• _Document segment_:
[BEGIN]

Jeff Glueck
Jul 21, 2016 · 7 min read

Millennials: always drawn to the next big thing — and that includes theme parks re-invented with their exact generation in mind. This group (ages 18 to 34, now the world’s largest demographic) is enormously influential, and Universal Parks & Resorts has proven that building relevant products for Millennials can pay off dramatically.

The Comcast-owned company has managed to grow the size of the amusement park market by drawing more attendance from millennials, in the process stealing share from other theme parks (mainly the second-tier players, as Disney remains the clear and steady leader). We expect Universal theme park attendance to continue its share gains as the year continues. More broadly, Universal represents a case study for many companies hoping to reach this critical demographic: Universal tapped into the characters and stories that Millennials love, from Harry Potter to the zombies of the Walking Dead to the Simpsons, and more.

In the US, theme parks are an $18 billion mature industry. The category is growing in the low single digits (+3% overall attendance so far this year in Foursquare’s US data). However, Universal is growing far faster than the industry, thanks to their new attractions and innovations.

We took a look at our data set, which covers both explicit “check-ins” and passive location trails from users who have opted-in to background location use. Our panel is always leveraged strictly in an anonymous and aggregate way, based on a sample of the 50 million people globally who use our apps, Foursquare and Swarm, and websites monthly.

[END]

• _Recorded data_:
[BEGIN]

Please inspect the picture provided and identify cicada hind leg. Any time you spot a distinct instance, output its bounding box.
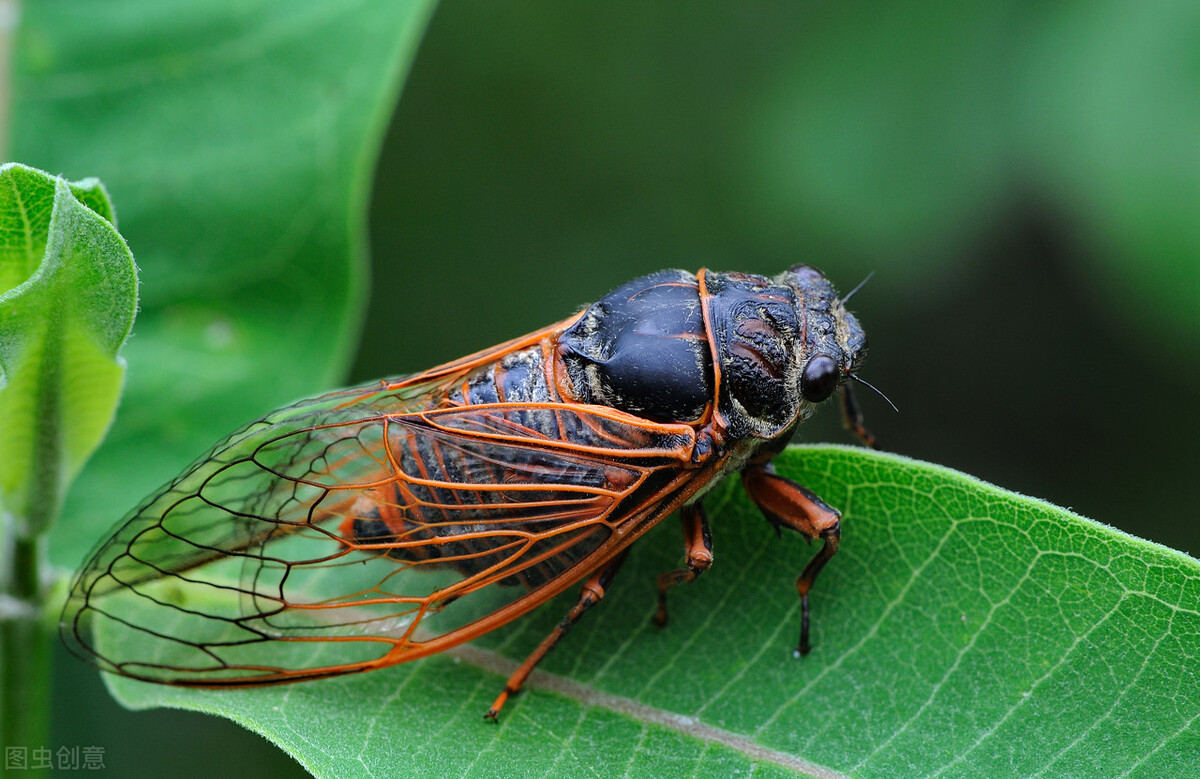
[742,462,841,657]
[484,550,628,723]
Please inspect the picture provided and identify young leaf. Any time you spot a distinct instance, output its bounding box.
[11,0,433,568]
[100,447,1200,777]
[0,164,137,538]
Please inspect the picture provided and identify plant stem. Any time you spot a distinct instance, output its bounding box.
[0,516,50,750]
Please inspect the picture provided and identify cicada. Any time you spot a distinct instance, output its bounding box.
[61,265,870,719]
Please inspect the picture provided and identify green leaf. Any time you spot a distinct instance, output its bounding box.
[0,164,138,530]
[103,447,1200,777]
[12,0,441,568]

[END]
[BEGIN]

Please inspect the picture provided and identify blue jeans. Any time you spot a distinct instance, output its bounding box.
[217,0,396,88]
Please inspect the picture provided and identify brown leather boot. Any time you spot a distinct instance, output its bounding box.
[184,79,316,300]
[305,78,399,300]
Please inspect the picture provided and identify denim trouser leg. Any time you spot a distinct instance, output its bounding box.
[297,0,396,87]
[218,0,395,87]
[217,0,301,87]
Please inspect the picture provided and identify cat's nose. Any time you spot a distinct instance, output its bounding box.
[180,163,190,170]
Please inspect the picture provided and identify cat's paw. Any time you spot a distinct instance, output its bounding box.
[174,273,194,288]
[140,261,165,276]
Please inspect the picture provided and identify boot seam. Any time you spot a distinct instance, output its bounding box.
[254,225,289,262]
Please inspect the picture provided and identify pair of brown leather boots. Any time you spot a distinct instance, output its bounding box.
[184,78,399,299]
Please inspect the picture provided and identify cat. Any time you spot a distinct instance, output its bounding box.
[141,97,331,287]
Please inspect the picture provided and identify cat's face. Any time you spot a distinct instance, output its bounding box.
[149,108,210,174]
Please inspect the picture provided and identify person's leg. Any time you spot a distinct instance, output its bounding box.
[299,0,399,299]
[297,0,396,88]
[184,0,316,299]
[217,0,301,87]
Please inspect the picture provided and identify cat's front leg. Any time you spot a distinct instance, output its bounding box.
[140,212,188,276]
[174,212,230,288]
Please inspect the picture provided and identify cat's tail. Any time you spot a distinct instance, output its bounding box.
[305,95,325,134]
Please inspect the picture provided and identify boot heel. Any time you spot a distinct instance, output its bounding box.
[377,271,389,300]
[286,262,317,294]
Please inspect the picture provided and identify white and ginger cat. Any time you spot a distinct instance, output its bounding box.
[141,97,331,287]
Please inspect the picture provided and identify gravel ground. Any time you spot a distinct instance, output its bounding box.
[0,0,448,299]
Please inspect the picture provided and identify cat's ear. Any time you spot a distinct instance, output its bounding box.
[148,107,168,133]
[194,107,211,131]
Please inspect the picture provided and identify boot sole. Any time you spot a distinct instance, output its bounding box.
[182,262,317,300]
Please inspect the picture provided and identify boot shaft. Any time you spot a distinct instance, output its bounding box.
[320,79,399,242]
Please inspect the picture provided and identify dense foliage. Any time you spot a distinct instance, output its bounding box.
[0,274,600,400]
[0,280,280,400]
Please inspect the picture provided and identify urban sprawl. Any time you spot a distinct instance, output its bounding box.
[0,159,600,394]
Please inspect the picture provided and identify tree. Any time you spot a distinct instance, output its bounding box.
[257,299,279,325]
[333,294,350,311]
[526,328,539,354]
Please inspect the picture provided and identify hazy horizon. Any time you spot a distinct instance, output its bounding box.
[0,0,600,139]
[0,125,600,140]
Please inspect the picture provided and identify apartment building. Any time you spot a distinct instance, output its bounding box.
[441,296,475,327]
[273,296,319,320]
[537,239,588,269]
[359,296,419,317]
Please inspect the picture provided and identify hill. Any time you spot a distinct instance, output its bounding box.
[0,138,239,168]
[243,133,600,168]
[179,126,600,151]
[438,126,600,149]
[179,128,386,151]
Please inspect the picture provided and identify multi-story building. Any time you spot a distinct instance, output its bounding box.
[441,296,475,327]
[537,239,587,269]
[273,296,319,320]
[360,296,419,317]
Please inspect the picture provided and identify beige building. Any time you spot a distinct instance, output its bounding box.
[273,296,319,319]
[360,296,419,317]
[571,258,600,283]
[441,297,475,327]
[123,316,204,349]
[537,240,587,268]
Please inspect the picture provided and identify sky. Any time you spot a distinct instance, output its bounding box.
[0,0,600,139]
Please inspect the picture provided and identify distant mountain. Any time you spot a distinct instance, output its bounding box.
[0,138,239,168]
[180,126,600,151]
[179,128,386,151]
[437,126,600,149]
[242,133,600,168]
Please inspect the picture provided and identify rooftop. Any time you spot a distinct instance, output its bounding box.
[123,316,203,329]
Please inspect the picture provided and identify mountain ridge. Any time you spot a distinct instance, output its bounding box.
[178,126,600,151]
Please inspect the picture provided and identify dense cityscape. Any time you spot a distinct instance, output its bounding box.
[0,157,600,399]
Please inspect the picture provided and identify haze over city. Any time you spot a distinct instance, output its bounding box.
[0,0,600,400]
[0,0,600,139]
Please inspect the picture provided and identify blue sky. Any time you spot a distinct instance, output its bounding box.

[END]

• _Written task A_:
From the article on Universal theme parks, output the passage that begins at the words "In the US, theme" and ends after the words "and websites monthly.", copied word for word.
• _Written task B_:
According to the article on Universal theme parks, how large is the US theme park industry in dollars?
• _Written task C_:
Summarize the article on Universal theme parks in two sentences.

• _Task answer A_:
In the US, theme parks are an $18 billion mature industry. The category is growing in the low single digits (+3% overall attendance so far this year in Foursquare’s US data). However, Universal is growing far faster than the industry, thanks to their new attractions and innovations.

We took a look at our data set, which covers both explicit “check-ins” and passive location trails from users who have opted-in to background location use. Our panel is always leveraged strictly in an anonymous and aggregate way, based on a sample of the 50 million people globally who use our apps, Foursquare and Swarm, and websites monthly.

• _Task answer B_:
$18 billion.

• _Task answer C_:
Universal Parks & Resorts has drawn more Millennial visitors with attractions built on characters and stories that generation loves, such as Harry Potter, the Walking Dead and the Simpsons, and has taken share from mostly second-tier parks while Disney stays the leader. The US theme park industry is a mature $18 billion market growing in the low single digits, but Universal is growing far faster, according to anonymous, aggregate data from Foursquare and Swarm users.